━━━━━ Input for this task
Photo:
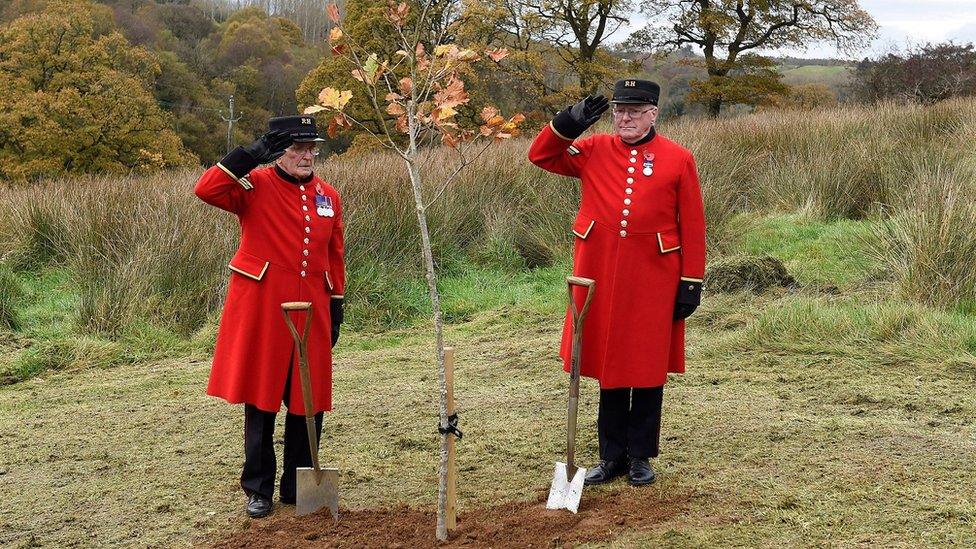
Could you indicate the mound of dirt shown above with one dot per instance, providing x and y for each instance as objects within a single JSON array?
[
  {"x": 747, "y": 272},
  {"x": 602, "y": 516}
]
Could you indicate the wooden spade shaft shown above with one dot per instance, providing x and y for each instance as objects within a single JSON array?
[{"x": 301, "y": 344}]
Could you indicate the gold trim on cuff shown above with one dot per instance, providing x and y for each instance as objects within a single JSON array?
[
  {"x": 588, "y": 229},
  {"x": 660, "y": 245},
  {"x": 243, "y": 181},
  {"x": 249, "y": 275}
]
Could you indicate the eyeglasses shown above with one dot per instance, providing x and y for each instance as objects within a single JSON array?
[
  {"x": 633, "y": 113},
  {"x": 302, "y": 151}
]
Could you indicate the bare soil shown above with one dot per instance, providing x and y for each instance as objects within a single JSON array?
[{"x": 601, "y": 517}]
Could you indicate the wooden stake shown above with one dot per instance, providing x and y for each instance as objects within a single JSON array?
[{"x": 451, "y": 518}]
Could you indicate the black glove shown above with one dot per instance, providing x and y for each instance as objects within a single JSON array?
[
  {"x": 335, "y": 311},
  {"x": 269, "y": 146},
  {"x": 572, "y": 121},
  {"x": 266, "y": 148},
  {"x": 589, "y": 110},
  {"x": 689, "y": 297}
]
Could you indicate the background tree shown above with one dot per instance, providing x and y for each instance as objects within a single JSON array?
[
  {"x": 77, "y": 97},
  {"x": 728, "y": 30},
  {"x": 926, "y": 74},
  {"x": 424, "y": 106},
  {"x": 558, "y": 51}
]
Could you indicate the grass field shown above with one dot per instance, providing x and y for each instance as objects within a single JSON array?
[{"x": 829, "y": 415}]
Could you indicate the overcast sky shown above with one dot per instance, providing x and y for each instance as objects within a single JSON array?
[{"x": 902, "y": 22}]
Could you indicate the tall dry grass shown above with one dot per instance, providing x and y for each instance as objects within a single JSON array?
[
  {"x": 928, "y": 242},
  {"x": 145, "y": 249}
]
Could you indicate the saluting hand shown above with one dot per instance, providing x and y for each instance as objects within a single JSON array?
[
  {"x": 588, "y": 111},
  {"x": 269, "y": 146}
]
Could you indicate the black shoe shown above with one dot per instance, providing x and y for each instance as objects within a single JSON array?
[
  {"x": 258, "y": 506},
  {"x": 605, "y": 471},
  {"x": 640, "y": 472}
]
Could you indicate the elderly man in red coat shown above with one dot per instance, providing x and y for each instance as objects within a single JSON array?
[
  {"x": 291, "y": 249},
  {"x": 640, "y": 234}
]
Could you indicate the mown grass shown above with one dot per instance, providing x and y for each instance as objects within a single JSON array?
[{"x": 805, "y": 419}]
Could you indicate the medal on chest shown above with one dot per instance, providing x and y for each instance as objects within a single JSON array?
[
  {"x": 648, "y": 163},
  {"x": 323, "y": 203}
]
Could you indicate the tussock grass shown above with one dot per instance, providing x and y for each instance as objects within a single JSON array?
[
  {"x": 10, "y": 294},
  {"x": 929, "y": 241}
]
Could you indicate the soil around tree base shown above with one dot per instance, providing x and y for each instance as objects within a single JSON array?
[{"x": 601, "y": 516}]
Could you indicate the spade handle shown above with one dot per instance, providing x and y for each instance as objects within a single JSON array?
[{"x": 301, "y": 345}]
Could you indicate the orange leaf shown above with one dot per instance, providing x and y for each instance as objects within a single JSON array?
[
  {"x": 333, "y": 12},
  {"x": 406, "y": 85},
  {"x": 497, "y": 55},
  {"x": 488, "y": 113}
]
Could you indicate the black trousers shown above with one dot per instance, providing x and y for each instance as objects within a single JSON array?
[
  {"x": 260, "y": 466},
  {"x": 629, "y": 422}
]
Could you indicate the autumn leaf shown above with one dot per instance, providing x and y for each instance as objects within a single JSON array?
[
  {"x": 402, "y": 125},
  {"x": 333, "y": 12},
  {"x": 488, "y": 113},
  {"x": 398, "y": 14},
  {"x": 467, "y": 55},
  {"x": 370, "y": 67},
  {"x": 406, "y": 85},
  {"x": 451, "y": 95},
  {"x": 497, "y": 55},
  {"x": 334, "y": 99},
  {"x": 443, "y": 113},
  {"x": 448, "y": 139}
]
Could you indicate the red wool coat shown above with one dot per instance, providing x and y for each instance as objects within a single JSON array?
[
  {"x": 287, "y": 252},
  {"x": 637, "y": 235}
]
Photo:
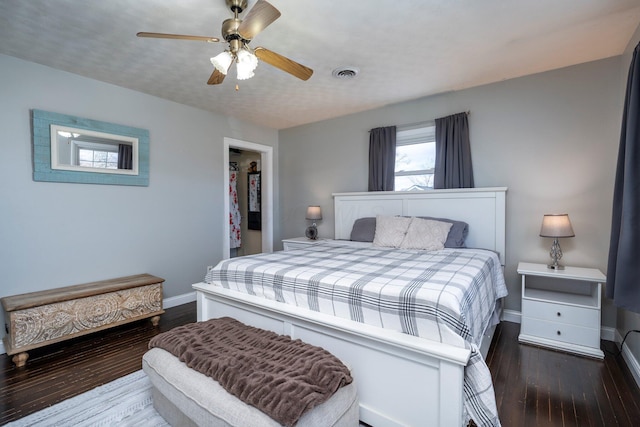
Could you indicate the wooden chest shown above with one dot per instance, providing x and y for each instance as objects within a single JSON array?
[{"x": 37, "y": 319}]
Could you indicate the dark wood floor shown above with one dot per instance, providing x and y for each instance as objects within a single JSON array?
[
  {"x": 540, "y": 387},
  {"x": 534, "y": 386},
  {"x": 60, "y": 371}
]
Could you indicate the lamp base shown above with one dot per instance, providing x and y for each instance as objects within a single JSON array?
[{"x": 311, "y": 232}]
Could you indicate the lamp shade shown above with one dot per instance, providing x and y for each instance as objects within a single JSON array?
[
  {"x": 314, "y": 213},
  {"x": 556, "y": 225},
  {"x": 222, "y": 61}
]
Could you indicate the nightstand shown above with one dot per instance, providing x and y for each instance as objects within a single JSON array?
[
  {"x": 298, "y": 243},
  {"x": 561, "y": 308}
]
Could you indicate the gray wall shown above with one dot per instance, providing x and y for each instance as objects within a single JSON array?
[
  {"x": 58, "y": 234},
  {"x": 628, "y": 320},
  {"x": 551, "y": 138}
]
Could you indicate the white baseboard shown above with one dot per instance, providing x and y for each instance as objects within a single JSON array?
[
  {"x": 166, "y": 303},
  {"x": 178, "y": 300},
  {"x": 628, "y": 356},
  {"x": 511, "y": 316}
]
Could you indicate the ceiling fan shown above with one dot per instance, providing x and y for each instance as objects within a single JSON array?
[{"x": 238, "y": 33}]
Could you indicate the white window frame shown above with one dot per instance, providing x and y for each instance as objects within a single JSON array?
[{"x": 422, "y": 134}]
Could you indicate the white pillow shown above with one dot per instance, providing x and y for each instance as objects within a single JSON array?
[
  {"x": 426, "y": 234},
  {"x": 390, "y": 230}
]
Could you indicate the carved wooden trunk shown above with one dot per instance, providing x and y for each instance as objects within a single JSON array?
[{"x": 37, "y": 319}]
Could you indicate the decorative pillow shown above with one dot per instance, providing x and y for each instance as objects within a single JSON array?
[
  {"x": 364, "y": 229},
  {"x": 457, "y": 234},
  {"x": 390, "y": 230},
  {"x": 426, "y": 234}
]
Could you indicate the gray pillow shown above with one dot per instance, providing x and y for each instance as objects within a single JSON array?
[
  {"x": 457, "y": 234},
  {"x": 364, "y": 230}
]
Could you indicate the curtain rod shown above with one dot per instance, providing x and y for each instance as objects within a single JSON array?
[
  {"x": 427, "y": 121},
  {"x": 406, "y": 125}
]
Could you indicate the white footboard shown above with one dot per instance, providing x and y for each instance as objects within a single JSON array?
[{"x": 402, "y": 380}]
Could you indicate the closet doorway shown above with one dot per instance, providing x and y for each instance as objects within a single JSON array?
[{"x": 250, "y": 225}]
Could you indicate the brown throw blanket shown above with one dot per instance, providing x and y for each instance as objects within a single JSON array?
[{"x": 280, "y": 376}]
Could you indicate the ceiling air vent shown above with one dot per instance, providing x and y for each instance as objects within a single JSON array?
[{"x": 345, "y": 72}]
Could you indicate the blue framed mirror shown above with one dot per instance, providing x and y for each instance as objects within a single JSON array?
[{"x": 73, "y": 149}]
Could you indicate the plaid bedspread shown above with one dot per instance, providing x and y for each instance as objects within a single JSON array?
[{"x": 447, "y": 296}]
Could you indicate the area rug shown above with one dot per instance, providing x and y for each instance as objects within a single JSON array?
[{"x": 125, "y": 402}]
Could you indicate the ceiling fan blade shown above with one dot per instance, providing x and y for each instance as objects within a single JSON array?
[
  {"x": 284, "y": 63},
  {"x": 178, "y": 36},
  {"x": 261, "y": 15},
  {"x": 216, "y": 77}
]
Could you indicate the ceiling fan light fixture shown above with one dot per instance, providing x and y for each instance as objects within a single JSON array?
[
  {"x": 222, "y": 61},
  {"x": 246, "y": 64}
]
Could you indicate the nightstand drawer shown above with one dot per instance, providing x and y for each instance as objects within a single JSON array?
[
  {"x": 560, "y": 332},
  {"x": 559, "y": 313}
]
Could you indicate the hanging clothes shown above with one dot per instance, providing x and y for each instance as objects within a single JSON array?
[{"x": 235, "y": 235}]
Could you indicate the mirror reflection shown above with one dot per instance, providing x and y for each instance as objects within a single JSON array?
[{"x": 85, "y": 150}]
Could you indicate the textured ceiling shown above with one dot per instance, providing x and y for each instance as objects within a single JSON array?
[{"x": 404, "y": 49}]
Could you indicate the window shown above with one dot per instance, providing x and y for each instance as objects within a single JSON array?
[
  {"x": 415, "y": 158},
  {"x": 92, "y": 155}
]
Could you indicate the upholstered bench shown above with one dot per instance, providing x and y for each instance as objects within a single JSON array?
[{"x": 186, "y": 397}]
━━━━━━━━━━
Beginning with the line that contains "Could you indicate the textured", return every line through the end of the data above, exactly as written.

(Response):
Could you indicate the textured ceiling shown above with one dot per instance, providing x and y for each instance as objects within a single JSON array?
[{"x": 404, "y": 49}]
Could you indicate the window shown above with one dot per instance, providing x and y for each instance as objects within a single JSON array?
[
  {"x": 415, "y": 158},
  {"x": 92, "y": 155}
]
Could you indicate the upholstered bench shown above with one dot per instance, providing x and y for each instance as objects within a single JSON array?
[{"x": 186, "y": 397}]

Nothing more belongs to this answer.